- [Trecho do documento]
Fatos & Crítica nº 2: Jogo de soma nula
Os últimos acontecimentos mostram um governo federal desgastado e sem capacidade de reação diante dos péssimos resultados econômicos, de uma campanha sistemática da mídia empresarial e, principalmente, das investigações da Operação Lava-Jato, que incriminam parlamentares da base aliada e do PT e se aproximam perigosamente do financiamento da campanha da própria Dilma.
Apesar de ter implantado o programa econômico do capital financeiro, deixando o câmbio flutuar, aumentando drasticamente os juros, os impostos e os preços administrados, cortando gastos sociais do seguro-desemprego e das pensões dos trabalhadores e prometendo a privatização parcial da Caixa Econômica, o governo não foi capaz de neutralizar a virulenta campanha da mídia empresarial, que alimenta as manifestações pelo impeachment lideradas pelos setores direitistas radicais da pequena-burguesia.
Para agravar o cenário, uma greve nacional dos caminhoneiros – setor historicamente disponível para apoiar golpes e aventuras direitistas na América Latina – ameaçou o abastecimento das grandes cidades e a exportação de cargas agrícolas. Neste caso, a aprovação de uma lei regendo a atividade foi suficiente para abafar o movimento, restrito agora a bolsões que continuam a exigir a diminuição dos preços do diesel, mantidos altos pelo governo para capitalizar a Petrobras.

- [Linhas listadas]
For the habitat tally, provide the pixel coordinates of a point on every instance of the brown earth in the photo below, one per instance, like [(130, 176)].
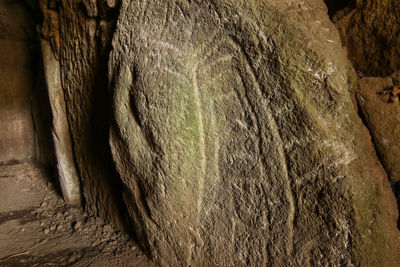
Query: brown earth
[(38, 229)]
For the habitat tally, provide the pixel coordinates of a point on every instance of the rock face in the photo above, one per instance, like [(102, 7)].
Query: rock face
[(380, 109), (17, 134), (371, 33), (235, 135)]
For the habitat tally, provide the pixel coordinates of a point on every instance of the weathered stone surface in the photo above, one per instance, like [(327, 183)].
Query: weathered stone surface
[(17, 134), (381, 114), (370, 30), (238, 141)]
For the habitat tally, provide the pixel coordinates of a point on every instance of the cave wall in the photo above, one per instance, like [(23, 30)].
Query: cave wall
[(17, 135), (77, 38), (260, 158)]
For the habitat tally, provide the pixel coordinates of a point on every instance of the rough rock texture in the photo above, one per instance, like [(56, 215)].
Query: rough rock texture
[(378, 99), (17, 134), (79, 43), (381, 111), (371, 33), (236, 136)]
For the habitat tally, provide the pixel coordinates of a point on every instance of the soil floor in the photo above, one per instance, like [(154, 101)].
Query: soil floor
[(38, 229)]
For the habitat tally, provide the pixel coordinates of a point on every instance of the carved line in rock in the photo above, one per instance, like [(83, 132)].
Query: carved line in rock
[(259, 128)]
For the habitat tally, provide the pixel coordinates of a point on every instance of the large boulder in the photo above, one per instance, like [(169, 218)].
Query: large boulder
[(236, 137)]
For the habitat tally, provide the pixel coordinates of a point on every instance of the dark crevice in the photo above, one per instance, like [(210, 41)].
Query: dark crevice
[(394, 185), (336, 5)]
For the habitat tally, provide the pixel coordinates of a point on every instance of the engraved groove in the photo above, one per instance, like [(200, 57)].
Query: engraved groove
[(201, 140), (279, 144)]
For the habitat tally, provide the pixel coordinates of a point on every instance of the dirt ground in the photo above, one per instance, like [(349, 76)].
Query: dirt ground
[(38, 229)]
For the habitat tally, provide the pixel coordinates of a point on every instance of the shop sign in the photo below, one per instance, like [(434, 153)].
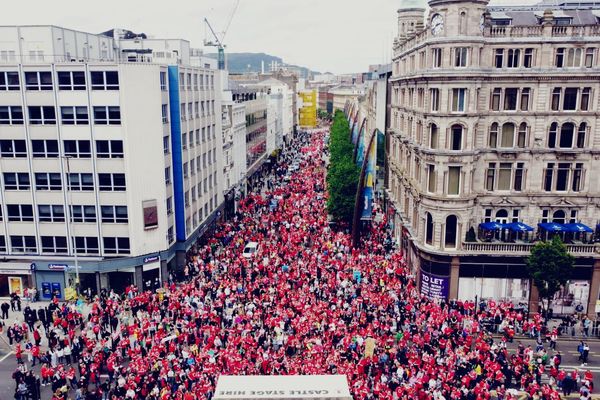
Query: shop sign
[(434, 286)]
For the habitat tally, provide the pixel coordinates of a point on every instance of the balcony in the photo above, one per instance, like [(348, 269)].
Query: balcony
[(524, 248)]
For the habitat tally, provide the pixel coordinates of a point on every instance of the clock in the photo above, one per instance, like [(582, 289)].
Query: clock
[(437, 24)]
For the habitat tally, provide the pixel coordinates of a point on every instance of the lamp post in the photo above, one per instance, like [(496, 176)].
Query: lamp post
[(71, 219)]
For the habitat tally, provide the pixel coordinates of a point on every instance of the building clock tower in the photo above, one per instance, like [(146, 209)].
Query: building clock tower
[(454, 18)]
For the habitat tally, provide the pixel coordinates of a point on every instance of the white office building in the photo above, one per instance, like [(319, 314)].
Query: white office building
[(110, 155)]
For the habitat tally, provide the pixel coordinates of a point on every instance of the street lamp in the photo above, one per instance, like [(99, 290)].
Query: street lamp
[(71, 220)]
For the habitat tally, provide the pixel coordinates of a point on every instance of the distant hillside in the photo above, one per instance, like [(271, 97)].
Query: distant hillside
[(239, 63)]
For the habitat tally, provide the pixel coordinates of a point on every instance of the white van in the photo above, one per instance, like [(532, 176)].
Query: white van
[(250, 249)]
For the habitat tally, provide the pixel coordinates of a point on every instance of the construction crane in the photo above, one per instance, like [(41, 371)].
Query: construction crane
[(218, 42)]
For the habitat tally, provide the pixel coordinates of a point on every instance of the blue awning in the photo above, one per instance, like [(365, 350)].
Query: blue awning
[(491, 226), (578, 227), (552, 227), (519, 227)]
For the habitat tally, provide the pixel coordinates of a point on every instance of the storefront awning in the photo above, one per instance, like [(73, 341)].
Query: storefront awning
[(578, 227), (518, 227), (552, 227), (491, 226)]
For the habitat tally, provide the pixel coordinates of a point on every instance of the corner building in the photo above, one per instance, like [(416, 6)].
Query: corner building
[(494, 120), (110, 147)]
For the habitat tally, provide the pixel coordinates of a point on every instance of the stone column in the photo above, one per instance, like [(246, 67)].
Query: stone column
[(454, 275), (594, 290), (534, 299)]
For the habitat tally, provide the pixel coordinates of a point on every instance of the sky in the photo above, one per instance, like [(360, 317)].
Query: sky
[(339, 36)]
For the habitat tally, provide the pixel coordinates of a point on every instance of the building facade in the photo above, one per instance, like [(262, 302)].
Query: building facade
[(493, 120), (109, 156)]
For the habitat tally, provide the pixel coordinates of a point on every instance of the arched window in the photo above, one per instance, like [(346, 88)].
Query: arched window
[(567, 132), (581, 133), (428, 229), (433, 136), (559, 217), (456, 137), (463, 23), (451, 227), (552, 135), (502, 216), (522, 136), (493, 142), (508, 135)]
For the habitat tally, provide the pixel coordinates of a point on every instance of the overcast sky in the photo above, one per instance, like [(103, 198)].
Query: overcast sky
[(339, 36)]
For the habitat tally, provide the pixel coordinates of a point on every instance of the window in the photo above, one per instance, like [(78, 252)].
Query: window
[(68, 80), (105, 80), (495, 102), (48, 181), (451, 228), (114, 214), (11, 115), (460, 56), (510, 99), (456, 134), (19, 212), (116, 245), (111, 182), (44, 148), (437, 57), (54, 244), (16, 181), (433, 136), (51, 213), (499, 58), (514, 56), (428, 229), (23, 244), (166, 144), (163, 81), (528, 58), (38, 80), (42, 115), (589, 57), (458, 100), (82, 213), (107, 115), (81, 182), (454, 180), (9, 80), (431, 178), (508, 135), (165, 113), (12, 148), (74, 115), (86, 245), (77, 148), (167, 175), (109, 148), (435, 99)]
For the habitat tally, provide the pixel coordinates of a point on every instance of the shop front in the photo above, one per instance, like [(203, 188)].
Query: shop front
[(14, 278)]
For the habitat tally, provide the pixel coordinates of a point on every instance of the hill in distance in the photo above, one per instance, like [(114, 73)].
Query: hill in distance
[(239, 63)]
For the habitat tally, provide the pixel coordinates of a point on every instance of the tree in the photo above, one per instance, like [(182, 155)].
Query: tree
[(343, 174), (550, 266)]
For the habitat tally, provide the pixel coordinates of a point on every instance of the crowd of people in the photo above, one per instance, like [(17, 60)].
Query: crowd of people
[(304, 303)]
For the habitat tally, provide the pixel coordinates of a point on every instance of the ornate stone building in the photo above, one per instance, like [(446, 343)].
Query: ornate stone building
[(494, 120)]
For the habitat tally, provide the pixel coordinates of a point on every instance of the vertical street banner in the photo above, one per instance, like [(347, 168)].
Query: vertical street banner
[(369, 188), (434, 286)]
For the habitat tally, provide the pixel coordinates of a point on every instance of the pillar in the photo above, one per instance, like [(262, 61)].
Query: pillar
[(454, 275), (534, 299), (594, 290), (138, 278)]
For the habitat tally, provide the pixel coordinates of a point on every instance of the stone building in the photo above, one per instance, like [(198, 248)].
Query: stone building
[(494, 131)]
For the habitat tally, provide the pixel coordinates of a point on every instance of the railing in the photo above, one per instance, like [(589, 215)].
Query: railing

- [Descrição da tarefa] Escreva a continuação do texto sobre o desgaste do governo federal, começando logo depois da última frase apresentada.

- [Resposta da tarefa]
Completando o inferno astral em que se encontra o Governo Dilma, os presidentes da Câmara e do Senado resolveram praticar a independência política nas respectivas casas, dando vazão à insatisfação reinante entre os parlamentares, como forma de pressionar o governo a controlar ou limitar drasticamente as iniciativas investigativas da Polícia Federal e da Procuradoria Geral da União em relação à Operação Lava-Jato.
Como formas de chantagem política, foi devolvida a Medida Provisória sobre o aumento das contribuições previdenciárias das empresas e há uma ameaça de aprovação da correção de 6,5% sobre as tabelas do Imposto de Renda, bem como de aumento da idade de aposentadoria dos juízes do Supremo Tribunal Federal para 75 anos, o que restringiria as nomeações que Dilma pudesse fazer nessa área.
Satisfeito com a autonomia revelada pelo Presidente do Senado, o líder da oposição Aécio Neves foi cumprimentá-lo efusivamente no Plenário, atitude pela qual deve estar hoje bastante arrependido, pois logo pôde constatar que Renan Calheiros constava da lista dos que recebiam propina na Operação Lava-Jato, ao lado de ninguém mais ninguém menos do que o próprio coordenador do programa de governo do PSDB nas últimas eleições, o ex-governador de Minas Gerais e afilhado político de Aécio, Antonio Anastasia. Por muito pouco não viu também o seu nome relacionado como recebedor de propina oriunda de contratos com Furnas, pois o Procurador Geral julgou insuficientes os indícios contra ele.
Assim, uma possível coligação PSDB-PMDB, que poderia ser uma alternativa política no caso do impeachment de Dilma foi neutralizada por problemas de corrupção envolvendo os seus dois componentes, em tudo idênticos aos atribuídos à coligação governista. O que mostra que não há diferença no principal modus operandi dos partidos burgueses no Brasil: as grandes empresas fornecem dinheiro para os políticos, que nomeiam os executivos de cargos públicos, que contratam as grandes empresas e retribuem os favores financeiros recebidos com recursos do governo. O pragmatismo do PT incorporou essa prática há muito tempo, mas certamente não é justo dizer que foi ele quem a inventou.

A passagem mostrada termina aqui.